**WHAT IS EXPECTED:** Return all of the lines below word for word, changing nothing.

**PROVIDED RECORDS:**
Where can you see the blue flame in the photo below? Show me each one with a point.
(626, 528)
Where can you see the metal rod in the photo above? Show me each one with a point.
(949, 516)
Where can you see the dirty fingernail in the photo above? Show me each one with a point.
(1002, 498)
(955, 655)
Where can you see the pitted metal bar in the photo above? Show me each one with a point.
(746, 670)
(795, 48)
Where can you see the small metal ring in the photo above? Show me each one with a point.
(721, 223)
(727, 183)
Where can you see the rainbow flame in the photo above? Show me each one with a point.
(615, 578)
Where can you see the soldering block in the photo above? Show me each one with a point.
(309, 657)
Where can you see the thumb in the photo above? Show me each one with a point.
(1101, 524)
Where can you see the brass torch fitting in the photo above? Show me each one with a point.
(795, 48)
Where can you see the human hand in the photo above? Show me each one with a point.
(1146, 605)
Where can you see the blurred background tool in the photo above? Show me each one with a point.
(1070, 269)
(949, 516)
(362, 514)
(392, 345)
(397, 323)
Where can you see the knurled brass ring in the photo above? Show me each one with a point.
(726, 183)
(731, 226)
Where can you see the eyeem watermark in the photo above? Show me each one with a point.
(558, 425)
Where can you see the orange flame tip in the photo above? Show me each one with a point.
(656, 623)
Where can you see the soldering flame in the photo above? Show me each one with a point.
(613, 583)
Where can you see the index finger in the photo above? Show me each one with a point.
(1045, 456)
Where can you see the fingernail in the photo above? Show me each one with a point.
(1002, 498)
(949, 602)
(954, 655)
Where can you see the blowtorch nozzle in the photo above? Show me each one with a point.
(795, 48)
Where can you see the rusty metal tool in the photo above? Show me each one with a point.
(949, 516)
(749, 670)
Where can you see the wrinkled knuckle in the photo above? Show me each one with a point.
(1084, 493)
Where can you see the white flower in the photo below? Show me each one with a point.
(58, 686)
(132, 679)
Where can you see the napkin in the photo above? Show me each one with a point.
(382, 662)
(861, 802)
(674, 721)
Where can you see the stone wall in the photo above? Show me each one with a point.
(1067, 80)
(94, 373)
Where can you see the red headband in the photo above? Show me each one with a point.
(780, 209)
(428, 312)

**THE OUTPUT:**
Where can you see the blue flame in the photo below? Show me each one with a point.
(626, 528)
Where can you see the metal rod in the photo above? Show me each one with a point.
(949, 516)
Where can you see the dirty fingernail in the photo above? Show me each one with a point.
(1002, 498)
(955, 655)
Where can you see the pitted metal bar in the photo above? Show me each one with a point.
(746, 670)
(795, 48)
Where can you see the small metal ring in the photo above? Show me each one with a point.
(721, 223)
(727, 183)
Where can you see the rainbow flame in the photo above? Show me each one with a point.
(615, 578)
Where can you see the soldering block in the photo above? Show me each one with a point.
(309, 657)
Where can you see the thumb in the photo above? Show me each one with a point.
(1101, 524)
Where can you see the brass torch fitting in the photo above? Show me each one with a point.
(795, 48)
Where can you see the human hand in the photo above? Show me each one with a point.
(1146, 605)
Where can you see the blurred background tool in the photo above? Show me each one with a point.
(1070, 269)
(949, 516)
(362, 514)
(392, 345)
(397, 323)
Where can you see the knurled brass ring in the photo above? Show me each one with a point.
(726, 183)
(731, 226)
Where can you see the eyeem watermark in the photo above? Show me each one with a point.
(558, 425)
Where can you see the orange flame tip in the photo above? Show me each one with a point.
(656, 623)
Where can you see the soldering flame in the photo above? Show me each one with a point.
(613, 583)
Where can you see the index finger in the photo above? Show me each one with a point.
(1045, 456)
Where can you see the fingernail in the photo above? Show me each one with a point.
(1002, 498)
(949, 602)
(954, 655)
Where can you see the blowtorch nozzle in the photo above? Show me each one with a point.
(795, 48)
Where can you see the rusty metal tool in the photo above? Show me each one with a point.
(949, 516)
(749, 670)
Where can you see the wrinkled knuckle in the photo above? Show me each one with a point.
(1084, 493)
Where can you see the white flower in the photo below? Show me each one with a point.
(58, 686)
(132, 679)
Where can you see the napkin in the photo above? Show me each one with a point.
(382, 662)
(861, 802)
(674, 721)
Where can you see the stone wall in the photo above? Show me each one with a point.
(1067, 80)
(94, 373)
Where can you see the red headband in the photo above? Show me each one with a point.
(780, 209)
(428, 312)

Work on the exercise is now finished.